::: Working data :::

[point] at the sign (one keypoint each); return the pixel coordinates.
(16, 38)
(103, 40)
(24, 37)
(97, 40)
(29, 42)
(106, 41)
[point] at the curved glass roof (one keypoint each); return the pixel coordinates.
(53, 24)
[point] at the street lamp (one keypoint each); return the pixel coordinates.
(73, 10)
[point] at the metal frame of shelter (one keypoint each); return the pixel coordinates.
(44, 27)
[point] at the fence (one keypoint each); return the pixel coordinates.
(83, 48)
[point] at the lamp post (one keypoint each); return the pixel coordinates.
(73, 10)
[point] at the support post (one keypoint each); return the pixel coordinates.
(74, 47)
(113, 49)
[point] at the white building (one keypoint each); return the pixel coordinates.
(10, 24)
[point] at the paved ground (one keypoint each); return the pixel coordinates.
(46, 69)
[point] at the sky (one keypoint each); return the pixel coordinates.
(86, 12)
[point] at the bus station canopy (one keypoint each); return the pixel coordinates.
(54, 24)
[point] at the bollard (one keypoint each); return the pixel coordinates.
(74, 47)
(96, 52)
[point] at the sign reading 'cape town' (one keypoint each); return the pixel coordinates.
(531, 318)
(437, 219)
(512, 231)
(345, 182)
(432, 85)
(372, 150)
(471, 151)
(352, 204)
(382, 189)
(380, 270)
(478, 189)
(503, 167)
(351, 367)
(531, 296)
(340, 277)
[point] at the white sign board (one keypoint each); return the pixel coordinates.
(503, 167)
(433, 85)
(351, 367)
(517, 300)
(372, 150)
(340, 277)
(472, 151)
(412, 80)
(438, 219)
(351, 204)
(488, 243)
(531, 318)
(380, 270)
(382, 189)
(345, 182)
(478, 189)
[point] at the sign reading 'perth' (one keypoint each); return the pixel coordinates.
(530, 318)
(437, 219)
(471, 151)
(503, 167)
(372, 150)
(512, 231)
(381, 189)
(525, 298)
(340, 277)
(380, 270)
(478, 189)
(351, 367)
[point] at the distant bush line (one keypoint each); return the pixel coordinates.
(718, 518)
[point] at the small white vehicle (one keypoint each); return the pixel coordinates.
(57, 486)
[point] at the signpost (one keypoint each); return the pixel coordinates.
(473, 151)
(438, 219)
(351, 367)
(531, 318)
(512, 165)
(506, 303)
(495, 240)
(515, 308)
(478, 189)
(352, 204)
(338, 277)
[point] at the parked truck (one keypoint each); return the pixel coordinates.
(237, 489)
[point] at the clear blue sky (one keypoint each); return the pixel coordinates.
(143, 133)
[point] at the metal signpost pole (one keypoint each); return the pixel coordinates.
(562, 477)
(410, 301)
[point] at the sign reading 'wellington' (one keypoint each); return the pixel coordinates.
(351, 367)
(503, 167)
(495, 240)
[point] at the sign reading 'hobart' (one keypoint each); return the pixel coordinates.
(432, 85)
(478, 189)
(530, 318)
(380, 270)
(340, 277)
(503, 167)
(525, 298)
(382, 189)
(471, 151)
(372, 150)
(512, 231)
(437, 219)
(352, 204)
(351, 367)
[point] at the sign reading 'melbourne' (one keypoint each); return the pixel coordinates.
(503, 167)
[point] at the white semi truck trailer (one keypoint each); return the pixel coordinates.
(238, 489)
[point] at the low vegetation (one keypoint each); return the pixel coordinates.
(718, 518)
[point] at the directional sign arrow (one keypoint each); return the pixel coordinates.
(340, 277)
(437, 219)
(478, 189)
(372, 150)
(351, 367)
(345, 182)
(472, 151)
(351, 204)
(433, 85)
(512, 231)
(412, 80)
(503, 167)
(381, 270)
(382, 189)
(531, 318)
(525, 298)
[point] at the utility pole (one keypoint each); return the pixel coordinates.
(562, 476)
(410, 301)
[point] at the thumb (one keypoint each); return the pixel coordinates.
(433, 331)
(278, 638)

:::

- _Task directions_: Copy out the material word for word and line for line.

- _Full solution_:
[point] at the sign (one keypoint each); return the pixel coordinates.
(16, 38)
(103, 40)
(24, 37)
(97, 40)
(29, 42)
(106, 41)
[point] at the curved glass roof (one keypoint each); return the pixel coordinates.
(53, 24)
[point] at the street lamp (one keypoint each); return the pixel coordinates.
(73, 10)
[point] at the metal frame of shelter (one keypoint each); return the pixel coordinates.
(44, 27)
[point] at the fence (one keypoint each); return the pixel coordinates.
(83, 48)
[point] at the lamp post (one keypoint each); return the pixel coordinates.
(73, 10)
[point] at the support post (one keypoint each); return the pixel coordinates.
(74, 47)
(113, 49)
[point] at the white building (one keypoint each); return the pixel coordinates.
(10, 24)
[point] at the paved ground (one keypoint each); return the pixel coordinates.
(46, 69)
[point] at the sky (one keypoint each); return the pixel coordinates.
(86, 12)
[point] at the bus station canopy (one keypoint each); return the pixel coordinates.
(54, 24)
[point] at the bollard (one keypoint each); return the pixel coordinates.
(74, 47)
(96, 52)
[point] at the sign reading 'cape town' (one keypoint each); return the pixel coordinates.
(531, 318)
(437, 219)
(512, 231)
(345, 182)
(432, 85)
(372, 150)
(471, 151)
(352, 204)
(382, 189)
(380, 270)
(478, 189)
(503, 167)
(351, 367)
(531, 296)
(340, 277)
[point] at the white sign board (one keypoint each); return the pixel coordinates.
(503, 167)
(433, 85)
(351, 367)
(517, 300)
(372, 150)
(340, 277)
(472, 151)
(412, 80)
(438, 219)
(351, 204)
(488, 243)
(531, 318)
(380, 270)
(382, 189)
(345, 182)
(478, 189)
[point] at the sign reading 'perth' (one keypoint each); return the pixel coordinates.
(530, 318)
(437, 219)
(471, 151)
(503, 167)
(372, 150)
(512, 231)
(381, 189)
(525, 298)
(340, 277)
(380, 270)
(478, 189)
(351, 367)
[point] at the distant bush line (one keypoint each); return the pixel coordinates.
(718, 518)
[point] at the small white vehicle (one keypoint each); return the pixel coordinates.
(57, 486)
[point] at the signpost (one keypoint each); return the pixel coordinates.
(473, 151)
(438, 219)
(351, 367)
(531, 318)
(512, 165)
(506, 303)
(495, 240)
(515, 308)
(478, 189)
(352, 204)
(338, 277)
[point] at the parked truck (one keypoint each); return the pixel coordinates.
(237, 489)
[point] at the clear blue sky (one keypoint each); return the pixel coordinates.
(143, 133)
[point] at the metal signpost pole (one keypoint each); return the pixel coordinates.
(562, 477)
(410, 301)
[point] at the sign reading 'wellington' (one keypoint each); return the pixel coordinates.
(351, 367)
(503, 167)
(495, 240)
[point] at the sign reading 'hobart' (one keypoint each); return the pixel coordinates.
(432, 85)
(478, 189)
(530, 318)
(380, 270)
(340, 277)
(503, 167)
(525, 298)
(382, 189)
(471, 151)
(372, 150)
(512, 231)
(437, 219)
(352, 204)
(351, 367)
[point] at the sign reading 'melbourne' (one keypoint each); return the pixel coordinates.
(503, 167)
[point] at the white semi truck trailer (one keypoint each); return the pixel coordinates.
(238, 489)
[point] at the low vegetation (one keypoint each); return the pixel coordinates.
(718, 518)
[point] at the directional sign arrow (one keypoint each); return the pixel coordinates.
(340, 277)
(437, 219)
(478, 189)
(372, 150)
(351, 367)
(345, 182)
(472, 151)
(351, 204)
(433, 85)
(512, 231)
(412, 80)
(503, 167)
(381, 270)
(382, 189)
(531, 318)
(525, 298)
[point] at the utility pole (one keypoint each); return the pixel coordinates.
(562, 476)
(410, 301)
[point] at the thumb (one keypoint each); return the pixel coordinates.
(433, 331)
(278, 638)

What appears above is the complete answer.